▶ [The input]:
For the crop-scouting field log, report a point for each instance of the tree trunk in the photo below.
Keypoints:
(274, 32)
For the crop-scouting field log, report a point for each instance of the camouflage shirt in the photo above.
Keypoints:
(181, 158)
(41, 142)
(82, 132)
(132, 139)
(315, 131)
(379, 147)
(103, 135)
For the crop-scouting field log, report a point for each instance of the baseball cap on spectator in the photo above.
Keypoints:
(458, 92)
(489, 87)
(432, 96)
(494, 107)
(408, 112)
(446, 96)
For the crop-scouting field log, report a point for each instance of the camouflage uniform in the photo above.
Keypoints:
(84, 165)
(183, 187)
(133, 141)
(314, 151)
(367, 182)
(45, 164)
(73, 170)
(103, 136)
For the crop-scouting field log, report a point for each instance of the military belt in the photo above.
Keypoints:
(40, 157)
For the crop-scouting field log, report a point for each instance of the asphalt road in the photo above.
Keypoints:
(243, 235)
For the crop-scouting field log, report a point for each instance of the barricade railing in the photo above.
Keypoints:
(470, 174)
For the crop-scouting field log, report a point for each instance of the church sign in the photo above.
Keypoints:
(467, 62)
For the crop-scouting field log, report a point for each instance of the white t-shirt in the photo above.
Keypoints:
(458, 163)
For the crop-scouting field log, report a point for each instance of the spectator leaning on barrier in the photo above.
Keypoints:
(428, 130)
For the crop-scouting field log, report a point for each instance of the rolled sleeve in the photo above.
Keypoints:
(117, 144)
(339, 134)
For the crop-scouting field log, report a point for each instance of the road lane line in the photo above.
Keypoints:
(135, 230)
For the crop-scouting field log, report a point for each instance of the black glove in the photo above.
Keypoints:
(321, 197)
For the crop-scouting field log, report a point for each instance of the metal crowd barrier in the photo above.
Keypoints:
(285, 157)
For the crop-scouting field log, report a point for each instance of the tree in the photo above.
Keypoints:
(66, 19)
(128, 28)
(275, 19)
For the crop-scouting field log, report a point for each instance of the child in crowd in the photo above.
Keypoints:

▶ [Assigned task]: Set out every record in full, exactly as given.

▶ [Answer for this exercise]:
For the crop-scouting field log, report a point for each instance of the tree trunk in the photo below.
Keypoints:
(274, 32)
For the crop-scouting field log, report a point for each instance of the camouflage shirt in the photo above.
Keypoints:
(181, 158)
(41, 142)
(82, 132)
(132, 139)
(315, 131)
(379, 147)
(103, 135)
For the crop-scouting field log, report a point for each instance of the baseball cap on spectator in the photo above.
Keypoints:
(458, 92)
(489, 87)
(432, 96)
(494, 107)
(408, 112)
(446, 96)
For the crop-scouting field log, report a point for each instance of the camouflage uniform in the photo above.
Keypoints:
(84, 165)
(183, 187)
(133, 141)
(314, 151)
(367, 182)
(45, 164)
(73, 170)
(103, 136)
For the crop-scouting field log, report a point for each instance of the military belt in the photo above.
Keypoints:
(40, 157)
For the crop-scouting field log, report a point for each instance of the asphalt road in the photo above.
Keypoints:
(243, 235)
For the crop-scouting field log, report a point for each instance of the barricade railing in the photo above.
Keypoints:
(470, 174)
For the crop-scouting field log, report a point for each instance of the church sign in the photo above.
Keypoints:
(467, 62)
For the crop-scouting field log, report a point for each instance of the white t-shirt in the photo above.
Keypoints:
(458, 163)
For the crop-scouting field log, report a point for each instance of the spectator leaning on barrier in the photo above.
Keypoints:
(428, 130)
For the crop-scouting field log, report a point for each instance of the rolled sleeve in the photo above.
Keypoints:
(117, 144)
(339, 134)
For the crop-scouting field log, report a point for each instance of the road lane line in the photo above.
Keypoints:
(135, 230)
For the crop-scouting field log, report a point for each instance of the black glove in the photo above.
Keypoints:
(321, 197)
For the crop-scouting field log, report a point for each instance of the metal crowd barrier in the photo above.
Keypoints:
(285, 157)
For the crop-scouting field log, report a point for each instance of the tree in the photo above.
Keypoints:
(66, 19)
(128, 28)
(275, 19)
For the crop-scouting field log, report a point for each instance of the child in crowd in the photo above.
Keypoints:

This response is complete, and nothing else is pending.